[Start of Attachment]

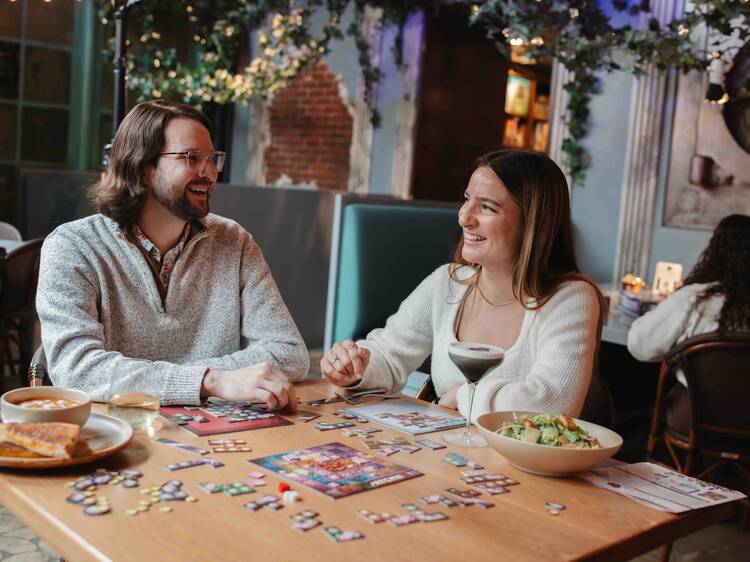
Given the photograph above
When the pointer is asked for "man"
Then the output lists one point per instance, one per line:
(156, 289)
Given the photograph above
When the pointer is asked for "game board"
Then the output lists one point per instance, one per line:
(409, 417)
(336, 470)
(223, 416)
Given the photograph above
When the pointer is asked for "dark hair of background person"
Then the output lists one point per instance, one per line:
(726, 263)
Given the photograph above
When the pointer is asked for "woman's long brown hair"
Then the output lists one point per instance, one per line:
(546, 258)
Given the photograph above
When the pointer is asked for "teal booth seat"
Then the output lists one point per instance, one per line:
(379, 254)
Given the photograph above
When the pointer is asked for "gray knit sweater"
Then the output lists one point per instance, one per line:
(102, 315)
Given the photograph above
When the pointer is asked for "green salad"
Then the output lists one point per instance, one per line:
(548, 429)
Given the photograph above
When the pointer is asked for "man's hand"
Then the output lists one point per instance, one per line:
(448, 400)
(345, 364)
(258, 383)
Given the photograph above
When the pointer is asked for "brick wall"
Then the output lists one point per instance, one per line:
(310, 132)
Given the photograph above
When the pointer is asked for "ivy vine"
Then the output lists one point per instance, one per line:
(579, 34)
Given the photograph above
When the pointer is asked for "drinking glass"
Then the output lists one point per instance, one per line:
(134, 400)
(474, 360)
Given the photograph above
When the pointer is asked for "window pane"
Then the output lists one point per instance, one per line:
(7, 132)
(47, 75)
(105, 133)
(44, 136)
(8, 70)
(10, 19)
(7, 194)
(108, 84)
(51, 22)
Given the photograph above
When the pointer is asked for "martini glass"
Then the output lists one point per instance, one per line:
(474, 360)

[End of Attachment]

Lines of the data above that include the string "hair" must each be copied.

# [TASK RESPONSE]
When the pointer is asked for "dark hair of background person"
When the pointer is asked for "woman's long brown hair"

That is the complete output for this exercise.